- **Assigned task**
Copy out the lines below that hold the word "street".

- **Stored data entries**
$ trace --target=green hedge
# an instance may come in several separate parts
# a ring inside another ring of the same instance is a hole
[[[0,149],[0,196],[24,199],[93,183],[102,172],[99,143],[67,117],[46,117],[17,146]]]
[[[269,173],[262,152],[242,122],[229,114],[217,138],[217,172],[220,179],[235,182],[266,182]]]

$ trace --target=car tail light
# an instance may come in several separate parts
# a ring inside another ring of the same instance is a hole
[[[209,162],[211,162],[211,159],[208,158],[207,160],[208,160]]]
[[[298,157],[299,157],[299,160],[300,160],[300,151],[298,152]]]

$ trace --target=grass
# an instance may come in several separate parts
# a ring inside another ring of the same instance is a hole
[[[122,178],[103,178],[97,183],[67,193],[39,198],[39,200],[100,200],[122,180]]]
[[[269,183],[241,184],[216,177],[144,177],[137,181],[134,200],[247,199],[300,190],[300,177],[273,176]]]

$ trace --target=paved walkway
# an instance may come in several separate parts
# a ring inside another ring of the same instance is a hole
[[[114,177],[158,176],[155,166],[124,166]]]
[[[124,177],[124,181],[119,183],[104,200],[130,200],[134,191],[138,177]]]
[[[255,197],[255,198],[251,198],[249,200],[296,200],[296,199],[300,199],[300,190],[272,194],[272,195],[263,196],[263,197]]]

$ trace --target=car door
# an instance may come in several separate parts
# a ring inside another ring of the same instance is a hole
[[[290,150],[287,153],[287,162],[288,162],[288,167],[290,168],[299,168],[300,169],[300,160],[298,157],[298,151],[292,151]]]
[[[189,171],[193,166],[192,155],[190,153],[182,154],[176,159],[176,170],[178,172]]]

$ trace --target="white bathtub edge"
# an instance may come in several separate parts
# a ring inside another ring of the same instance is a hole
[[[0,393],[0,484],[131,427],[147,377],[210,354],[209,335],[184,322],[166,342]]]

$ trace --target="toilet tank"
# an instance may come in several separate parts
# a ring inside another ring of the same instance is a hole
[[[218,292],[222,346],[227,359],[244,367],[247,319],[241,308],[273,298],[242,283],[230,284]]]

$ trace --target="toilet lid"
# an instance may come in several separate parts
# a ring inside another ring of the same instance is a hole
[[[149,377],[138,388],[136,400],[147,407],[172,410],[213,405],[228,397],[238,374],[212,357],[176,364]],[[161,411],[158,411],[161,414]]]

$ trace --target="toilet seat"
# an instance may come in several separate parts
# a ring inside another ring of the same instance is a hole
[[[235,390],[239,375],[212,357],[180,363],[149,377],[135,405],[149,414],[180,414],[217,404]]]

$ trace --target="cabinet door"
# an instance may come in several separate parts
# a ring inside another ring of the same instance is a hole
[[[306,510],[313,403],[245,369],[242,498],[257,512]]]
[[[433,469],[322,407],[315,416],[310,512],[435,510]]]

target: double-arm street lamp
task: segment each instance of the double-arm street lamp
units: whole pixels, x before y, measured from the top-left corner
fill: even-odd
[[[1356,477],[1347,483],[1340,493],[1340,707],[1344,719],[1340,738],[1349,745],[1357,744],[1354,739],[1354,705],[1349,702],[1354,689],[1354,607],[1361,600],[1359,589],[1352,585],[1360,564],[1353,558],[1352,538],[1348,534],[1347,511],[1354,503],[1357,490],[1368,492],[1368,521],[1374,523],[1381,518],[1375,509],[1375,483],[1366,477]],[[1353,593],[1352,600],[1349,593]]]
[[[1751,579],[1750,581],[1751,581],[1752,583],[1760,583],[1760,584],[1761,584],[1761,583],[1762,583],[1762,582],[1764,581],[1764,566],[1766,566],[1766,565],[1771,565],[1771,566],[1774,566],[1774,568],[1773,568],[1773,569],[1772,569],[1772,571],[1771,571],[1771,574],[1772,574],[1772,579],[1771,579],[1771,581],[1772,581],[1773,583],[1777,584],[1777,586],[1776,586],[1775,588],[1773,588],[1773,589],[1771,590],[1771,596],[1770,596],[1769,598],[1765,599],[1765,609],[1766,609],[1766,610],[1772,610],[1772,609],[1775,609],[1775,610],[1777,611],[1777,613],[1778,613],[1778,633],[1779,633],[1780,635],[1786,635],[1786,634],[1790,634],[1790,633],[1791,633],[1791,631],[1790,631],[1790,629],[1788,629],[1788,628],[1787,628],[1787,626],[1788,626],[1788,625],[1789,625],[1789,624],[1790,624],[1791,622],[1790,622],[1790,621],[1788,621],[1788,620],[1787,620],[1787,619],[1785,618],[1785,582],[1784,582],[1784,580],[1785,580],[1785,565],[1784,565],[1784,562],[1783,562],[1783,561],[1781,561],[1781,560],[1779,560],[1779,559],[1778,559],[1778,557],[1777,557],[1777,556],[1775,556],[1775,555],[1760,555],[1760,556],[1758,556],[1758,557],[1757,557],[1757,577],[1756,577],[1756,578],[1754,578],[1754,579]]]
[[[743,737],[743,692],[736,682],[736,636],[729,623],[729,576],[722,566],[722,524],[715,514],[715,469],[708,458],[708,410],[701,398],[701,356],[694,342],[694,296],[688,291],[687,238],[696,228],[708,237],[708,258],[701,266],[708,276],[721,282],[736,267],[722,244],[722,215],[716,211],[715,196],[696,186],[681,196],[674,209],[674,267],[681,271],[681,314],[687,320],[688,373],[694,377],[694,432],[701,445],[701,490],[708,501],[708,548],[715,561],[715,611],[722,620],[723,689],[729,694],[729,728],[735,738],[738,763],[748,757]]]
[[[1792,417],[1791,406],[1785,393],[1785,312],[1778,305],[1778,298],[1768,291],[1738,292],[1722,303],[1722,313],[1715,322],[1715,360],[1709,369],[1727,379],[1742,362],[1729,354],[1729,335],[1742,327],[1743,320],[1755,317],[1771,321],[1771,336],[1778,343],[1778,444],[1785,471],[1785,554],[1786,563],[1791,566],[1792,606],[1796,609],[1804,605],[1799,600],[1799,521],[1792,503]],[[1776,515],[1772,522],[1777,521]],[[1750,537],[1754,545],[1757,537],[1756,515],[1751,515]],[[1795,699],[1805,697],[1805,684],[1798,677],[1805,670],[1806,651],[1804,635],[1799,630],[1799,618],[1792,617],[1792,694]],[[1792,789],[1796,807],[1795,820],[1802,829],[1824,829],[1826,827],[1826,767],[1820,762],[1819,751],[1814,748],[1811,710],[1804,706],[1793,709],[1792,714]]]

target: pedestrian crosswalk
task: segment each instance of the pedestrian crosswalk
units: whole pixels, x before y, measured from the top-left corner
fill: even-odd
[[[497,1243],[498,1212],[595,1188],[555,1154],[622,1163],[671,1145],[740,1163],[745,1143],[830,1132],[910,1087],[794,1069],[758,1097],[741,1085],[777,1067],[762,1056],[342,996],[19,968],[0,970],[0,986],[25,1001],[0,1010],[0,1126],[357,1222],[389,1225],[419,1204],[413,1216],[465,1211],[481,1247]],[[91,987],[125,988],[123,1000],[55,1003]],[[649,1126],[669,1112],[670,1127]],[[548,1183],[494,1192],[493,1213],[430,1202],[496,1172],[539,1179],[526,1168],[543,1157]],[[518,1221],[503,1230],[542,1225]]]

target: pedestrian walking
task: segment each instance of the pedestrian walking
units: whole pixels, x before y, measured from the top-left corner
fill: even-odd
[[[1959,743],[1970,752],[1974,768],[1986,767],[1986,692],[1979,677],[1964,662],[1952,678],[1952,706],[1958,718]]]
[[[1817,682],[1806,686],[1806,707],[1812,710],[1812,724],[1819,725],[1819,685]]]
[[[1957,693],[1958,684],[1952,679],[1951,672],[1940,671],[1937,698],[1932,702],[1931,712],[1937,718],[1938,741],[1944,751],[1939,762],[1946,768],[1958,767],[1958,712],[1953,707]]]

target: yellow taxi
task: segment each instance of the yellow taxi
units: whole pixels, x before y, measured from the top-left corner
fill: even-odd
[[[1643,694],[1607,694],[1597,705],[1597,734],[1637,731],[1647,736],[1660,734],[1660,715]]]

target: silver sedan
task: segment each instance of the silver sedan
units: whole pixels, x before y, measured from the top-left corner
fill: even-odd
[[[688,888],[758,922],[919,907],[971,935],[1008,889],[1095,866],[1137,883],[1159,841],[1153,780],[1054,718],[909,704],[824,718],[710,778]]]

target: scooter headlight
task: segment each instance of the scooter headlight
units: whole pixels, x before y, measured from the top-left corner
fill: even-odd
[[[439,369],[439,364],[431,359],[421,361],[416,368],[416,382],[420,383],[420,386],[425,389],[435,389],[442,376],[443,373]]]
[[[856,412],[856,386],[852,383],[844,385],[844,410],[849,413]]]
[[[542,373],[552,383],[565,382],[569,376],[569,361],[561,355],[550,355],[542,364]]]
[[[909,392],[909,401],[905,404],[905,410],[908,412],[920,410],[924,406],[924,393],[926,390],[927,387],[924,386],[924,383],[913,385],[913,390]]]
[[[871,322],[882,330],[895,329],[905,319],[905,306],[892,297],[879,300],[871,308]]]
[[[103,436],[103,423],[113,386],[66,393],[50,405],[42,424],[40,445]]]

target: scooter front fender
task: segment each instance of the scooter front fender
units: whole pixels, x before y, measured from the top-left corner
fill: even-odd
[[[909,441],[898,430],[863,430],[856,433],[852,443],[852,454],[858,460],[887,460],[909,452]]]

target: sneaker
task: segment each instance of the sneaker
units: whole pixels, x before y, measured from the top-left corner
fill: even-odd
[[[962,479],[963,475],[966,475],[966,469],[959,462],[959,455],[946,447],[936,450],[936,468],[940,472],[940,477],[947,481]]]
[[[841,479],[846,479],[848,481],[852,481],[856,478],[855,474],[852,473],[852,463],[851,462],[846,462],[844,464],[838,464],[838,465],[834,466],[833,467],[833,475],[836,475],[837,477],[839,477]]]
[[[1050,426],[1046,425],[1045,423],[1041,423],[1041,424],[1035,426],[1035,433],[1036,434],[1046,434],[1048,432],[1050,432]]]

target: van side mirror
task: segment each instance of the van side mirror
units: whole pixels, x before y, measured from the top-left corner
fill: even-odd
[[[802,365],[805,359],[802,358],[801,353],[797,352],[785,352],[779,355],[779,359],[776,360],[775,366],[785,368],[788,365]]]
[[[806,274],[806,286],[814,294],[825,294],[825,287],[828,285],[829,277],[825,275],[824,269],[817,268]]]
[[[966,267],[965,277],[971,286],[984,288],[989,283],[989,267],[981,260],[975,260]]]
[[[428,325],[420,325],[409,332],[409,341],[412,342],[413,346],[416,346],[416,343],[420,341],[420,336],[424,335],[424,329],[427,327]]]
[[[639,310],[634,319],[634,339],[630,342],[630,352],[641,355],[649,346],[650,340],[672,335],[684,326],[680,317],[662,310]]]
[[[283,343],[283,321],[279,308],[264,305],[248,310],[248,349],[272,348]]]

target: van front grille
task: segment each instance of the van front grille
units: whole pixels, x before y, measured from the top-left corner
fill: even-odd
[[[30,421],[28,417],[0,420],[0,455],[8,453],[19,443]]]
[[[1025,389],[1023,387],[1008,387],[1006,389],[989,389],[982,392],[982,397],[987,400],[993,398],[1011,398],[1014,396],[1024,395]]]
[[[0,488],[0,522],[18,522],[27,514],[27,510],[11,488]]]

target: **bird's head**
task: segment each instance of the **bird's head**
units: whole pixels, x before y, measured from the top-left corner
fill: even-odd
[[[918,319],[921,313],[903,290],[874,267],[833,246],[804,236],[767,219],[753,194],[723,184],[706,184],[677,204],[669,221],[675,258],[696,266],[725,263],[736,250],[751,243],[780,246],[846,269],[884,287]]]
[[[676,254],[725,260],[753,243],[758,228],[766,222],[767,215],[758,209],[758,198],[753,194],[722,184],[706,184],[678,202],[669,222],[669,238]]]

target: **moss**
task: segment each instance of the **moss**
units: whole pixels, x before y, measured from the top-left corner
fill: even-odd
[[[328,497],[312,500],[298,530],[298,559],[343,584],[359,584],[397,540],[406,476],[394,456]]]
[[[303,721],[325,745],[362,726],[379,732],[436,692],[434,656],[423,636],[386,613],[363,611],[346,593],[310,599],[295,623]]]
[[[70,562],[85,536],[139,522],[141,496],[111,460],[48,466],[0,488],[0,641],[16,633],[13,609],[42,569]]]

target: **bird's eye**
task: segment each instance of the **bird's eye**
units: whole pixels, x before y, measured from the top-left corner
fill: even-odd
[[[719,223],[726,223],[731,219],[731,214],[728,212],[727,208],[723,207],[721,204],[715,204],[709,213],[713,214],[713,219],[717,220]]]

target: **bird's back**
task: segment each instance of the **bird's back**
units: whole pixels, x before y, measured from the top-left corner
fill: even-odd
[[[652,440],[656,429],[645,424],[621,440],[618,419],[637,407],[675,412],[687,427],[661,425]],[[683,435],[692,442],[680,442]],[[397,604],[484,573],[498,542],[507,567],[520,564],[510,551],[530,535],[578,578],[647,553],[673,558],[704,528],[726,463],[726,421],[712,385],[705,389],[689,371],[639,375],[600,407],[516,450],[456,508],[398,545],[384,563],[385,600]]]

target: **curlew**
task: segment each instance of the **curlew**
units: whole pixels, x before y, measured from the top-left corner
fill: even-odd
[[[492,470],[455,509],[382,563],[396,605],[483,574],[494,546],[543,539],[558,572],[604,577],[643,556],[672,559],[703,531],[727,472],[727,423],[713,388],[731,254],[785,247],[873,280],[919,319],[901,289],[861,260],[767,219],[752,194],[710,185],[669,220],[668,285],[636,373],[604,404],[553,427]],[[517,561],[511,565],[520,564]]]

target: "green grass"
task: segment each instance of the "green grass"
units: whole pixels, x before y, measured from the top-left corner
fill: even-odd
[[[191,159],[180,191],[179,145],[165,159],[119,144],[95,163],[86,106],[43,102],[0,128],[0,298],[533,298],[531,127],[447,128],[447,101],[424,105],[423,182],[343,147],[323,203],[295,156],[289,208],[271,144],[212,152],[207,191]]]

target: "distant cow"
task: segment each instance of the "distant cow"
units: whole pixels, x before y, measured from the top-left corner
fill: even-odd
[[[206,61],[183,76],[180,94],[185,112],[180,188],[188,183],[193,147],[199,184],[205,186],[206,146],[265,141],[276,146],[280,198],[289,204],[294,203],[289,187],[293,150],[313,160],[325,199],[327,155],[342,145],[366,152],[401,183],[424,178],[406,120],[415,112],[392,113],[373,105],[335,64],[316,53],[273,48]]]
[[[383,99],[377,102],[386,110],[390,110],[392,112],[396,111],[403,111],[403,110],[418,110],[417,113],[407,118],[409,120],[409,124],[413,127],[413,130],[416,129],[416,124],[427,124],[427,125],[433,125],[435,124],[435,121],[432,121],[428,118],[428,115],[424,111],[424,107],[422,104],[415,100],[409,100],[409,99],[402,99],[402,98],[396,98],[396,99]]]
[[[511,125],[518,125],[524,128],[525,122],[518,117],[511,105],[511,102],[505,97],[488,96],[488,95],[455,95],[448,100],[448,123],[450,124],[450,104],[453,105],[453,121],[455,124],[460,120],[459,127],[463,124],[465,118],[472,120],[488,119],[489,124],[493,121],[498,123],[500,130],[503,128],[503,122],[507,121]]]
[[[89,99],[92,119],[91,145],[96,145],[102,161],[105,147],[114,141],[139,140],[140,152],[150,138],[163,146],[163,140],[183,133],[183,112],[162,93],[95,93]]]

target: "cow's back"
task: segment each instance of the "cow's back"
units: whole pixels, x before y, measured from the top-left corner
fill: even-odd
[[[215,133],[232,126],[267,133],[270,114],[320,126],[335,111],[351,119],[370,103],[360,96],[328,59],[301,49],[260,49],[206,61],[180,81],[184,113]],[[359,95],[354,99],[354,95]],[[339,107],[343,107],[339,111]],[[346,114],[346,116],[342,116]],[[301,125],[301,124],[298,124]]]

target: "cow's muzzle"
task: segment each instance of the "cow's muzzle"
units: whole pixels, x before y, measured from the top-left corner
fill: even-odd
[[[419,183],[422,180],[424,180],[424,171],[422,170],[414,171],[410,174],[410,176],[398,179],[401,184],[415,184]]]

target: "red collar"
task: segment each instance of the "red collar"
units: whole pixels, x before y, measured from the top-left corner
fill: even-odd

- **Solution to this problem**
target: double-arm street lamp
task: segment each instance of the double-arm street lamp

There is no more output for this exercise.